• [TASK GOAL]
Decide whether each statement agrees with the article on the University of North Carolina academic scandal, answering yes or no and quoting the deciding words of the article: 1. Debbie Crowder was a faculty member in the African and Afro-American Studies department. 2. The paper classes required no class attendance. 3. The Wainstein Report was compiled by a former U.S. Justice Department official.

begin SOURCE EXTRACT

THE BLOG
11/21/2014 06:45 pm ET Updated Jan 21, 2015

The Intersection of Race, Sports & Money: 'C'mon Man'

In our American system of jurisprudence, ignorance of the law is no defense and in many other instances people are held liable for what they knew or should have known. In light of these well established principles, I am at a loss to understand how an independent investigation of the massive academic scandal at the University of North Carolina could absolve current Tar Heels basketball coach Roy Williams from any responsibility for the fraud that continues to be committed against athletes, in particular black student-athletes.

The scandal involved classes that were managed by Debbie Crowder, a non-faculty Student Services Manager in the African and Afro-American Studies (AFAM) department. The "paper classes" required no class attendance or course work other than a single paper that resulted in consistently high grades for the students who participated in the scam. According to the "independent" report compiled by former U.S. Justice Department official Kenneth Wainstein (Wainstein Report), 47.6 percent of enrollees were student-athletes of which 50.9 percent were football players, 12.2 percent men's basketball players, 6.1 percent were women's basketball players, and 30.6 percent Olympic and other sport athletes.

According to the Wainstein Report, student-athletes were directed to the classes by members of the Academic Support Program for Student-Athletes (ASPSA). The investigation determined that 167 basketball players enrolled in paper classes during Williams'11-year tenure, compared to 54 players during Dean Smith's 36-year tenure and 17 during Coach Bill Guthridge's 3-year tenure.

end SOURCE EXTRACT
begin EXTRACTED INFORMATION

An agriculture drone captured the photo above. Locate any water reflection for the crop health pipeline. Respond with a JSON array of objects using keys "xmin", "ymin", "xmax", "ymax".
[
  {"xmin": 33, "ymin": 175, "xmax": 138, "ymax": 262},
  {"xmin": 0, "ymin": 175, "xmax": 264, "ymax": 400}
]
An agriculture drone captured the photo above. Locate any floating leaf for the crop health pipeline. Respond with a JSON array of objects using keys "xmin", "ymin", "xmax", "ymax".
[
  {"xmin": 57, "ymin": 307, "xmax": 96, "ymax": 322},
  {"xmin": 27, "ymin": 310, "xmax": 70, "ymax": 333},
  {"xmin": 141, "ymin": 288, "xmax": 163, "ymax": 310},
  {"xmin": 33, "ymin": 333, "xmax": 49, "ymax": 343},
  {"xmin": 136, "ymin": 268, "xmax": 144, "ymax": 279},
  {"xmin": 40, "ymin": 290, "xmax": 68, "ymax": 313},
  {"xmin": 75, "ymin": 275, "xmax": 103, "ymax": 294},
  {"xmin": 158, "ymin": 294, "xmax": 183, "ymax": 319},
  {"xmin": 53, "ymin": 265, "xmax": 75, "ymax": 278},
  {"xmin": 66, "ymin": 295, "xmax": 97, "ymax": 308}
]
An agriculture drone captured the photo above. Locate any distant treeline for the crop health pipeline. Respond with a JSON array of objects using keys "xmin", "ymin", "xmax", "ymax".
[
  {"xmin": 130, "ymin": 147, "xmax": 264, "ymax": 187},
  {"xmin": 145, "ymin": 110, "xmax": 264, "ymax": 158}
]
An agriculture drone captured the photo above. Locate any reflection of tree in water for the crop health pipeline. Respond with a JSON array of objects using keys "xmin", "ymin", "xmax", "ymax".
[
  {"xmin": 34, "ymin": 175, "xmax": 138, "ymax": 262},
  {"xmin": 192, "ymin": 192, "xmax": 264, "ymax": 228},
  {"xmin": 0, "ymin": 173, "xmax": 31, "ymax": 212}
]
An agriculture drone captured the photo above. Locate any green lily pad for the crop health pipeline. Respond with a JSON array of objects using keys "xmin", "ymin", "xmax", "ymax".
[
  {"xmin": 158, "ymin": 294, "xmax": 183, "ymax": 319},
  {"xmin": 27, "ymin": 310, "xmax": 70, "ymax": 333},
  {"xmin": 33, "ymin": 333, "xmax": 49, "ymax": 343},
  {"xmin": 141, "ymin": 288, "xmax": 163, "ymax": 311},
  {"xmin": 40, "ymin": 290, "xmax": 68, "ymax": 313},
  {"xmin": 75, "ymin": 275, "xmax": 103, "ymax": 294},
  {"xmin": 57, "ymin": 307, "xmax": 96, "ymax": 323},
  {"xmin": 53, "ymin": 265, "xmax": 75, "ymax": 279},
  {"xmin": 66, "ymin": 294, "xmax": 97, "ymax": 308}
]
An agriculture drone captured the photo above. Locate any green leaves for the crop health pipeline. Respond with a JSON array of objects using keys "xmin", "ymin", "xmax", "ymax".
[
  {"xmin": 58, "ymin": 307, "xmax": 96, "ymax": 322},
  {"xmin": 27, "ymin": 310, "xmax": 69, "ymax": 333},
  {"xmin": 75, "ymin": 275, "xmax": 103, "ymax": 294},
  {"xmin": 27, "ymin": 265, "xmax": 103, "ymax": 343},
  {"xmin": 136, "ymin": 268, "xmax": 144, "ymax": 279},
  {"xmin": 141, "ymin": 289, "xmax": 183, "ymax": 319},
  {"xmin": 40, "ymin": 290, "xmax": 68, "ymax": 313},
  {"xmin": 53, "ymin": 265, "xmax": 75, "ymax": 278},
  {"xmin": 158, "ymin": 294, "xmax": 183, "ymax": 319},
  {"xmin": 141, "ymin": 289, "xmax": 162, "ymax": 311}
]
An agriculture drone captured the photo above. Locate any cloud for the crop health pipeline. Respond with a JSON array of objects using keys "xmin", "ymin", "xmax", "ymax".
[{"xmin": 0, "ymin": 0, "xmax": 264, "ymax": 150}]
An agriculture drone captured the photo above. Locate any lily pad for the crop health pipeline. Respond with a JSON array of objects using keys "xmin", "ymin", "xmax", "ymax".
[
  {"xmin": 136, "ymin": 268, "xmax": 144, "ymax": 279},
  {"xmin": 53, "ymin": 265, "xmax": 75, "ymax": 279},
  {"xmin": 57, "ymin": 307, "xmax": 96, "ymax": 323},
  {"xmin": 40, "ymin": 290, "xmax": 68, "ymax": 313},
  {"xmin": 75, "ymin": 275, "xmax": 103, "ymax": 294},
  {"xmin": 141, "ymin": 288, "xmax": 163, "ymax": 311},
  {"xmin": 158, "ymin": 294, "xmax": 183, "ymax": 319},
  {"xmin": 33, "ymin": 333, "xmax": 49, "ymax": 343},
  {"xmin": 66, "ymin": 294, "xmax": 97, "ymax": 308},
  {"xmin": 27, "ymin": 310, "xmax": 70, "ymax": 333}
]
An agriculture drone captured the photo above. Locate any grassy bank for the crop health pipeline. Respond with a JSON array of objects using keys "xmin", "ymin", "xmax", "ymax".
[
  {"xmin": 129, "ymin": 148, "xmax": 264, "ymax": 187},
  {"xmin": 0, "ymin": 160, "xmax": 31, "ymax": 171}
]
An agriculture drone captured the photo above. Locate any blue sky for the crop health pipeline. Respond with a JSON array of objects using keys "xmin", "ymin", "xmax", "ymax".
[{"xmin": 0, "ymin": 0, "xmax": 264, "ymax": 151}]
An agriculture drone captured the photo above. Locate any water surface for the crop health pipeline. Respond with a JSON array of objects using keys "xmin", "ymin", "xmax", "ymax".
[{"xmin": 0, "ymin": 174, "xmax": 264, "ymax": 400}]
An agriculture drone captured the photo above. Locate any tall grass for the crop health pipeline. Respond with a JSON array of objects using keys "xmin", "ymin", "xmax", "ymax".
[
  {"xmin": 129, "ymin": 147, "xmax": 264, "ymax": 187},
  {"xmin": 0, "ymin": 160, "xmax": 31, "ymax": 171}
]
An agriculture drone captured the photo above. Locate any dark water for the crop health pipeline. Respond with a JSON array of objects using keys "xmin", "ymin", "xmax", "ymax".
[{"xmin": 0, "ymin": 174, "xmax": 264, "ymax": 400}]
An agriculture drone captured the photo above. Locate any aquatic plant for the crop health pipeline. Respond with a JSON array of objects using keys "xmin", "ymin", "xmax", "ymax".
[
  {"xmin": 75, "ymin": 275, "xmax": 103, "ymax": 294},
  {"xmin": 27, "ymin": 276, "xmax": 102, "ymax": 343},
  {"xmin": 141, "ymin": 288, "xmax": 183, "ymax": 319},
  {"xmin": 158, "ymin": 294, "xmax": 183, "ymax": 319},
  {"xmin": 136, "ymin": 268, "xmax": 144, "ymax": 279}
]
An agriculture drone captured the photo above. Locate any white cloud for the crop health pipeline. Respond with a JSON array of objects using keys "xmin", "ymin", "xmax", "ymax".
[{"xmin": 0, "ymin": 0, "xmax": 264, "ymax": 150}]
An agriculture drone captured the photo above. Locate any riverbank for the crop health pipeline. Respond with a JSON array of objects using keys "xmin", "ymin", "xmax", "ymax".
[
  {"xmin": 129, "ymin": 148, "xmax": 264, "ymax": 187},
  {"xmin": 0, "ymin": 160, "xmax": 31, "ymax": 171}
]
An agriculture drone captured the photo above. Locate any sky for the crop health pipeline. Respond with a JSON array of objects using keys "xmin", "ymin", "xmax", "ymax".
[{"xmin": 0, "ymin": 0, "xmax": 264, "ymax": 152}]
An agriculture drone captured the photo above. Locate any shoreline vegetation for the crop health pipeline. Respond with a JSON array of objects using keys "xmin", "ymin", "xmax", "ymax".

end EXTRACTED INFORMATION

• [EXPECTED ANSWER]
1. No: "a non-faculty Student Services Manager in the African and Afro-American Studies (AFAM) department"
2. Yes: "required no class attendance or course work other than a single paper"
3. Yes: "compiled by former U.S. Justice Department official Kenneth Wainstein"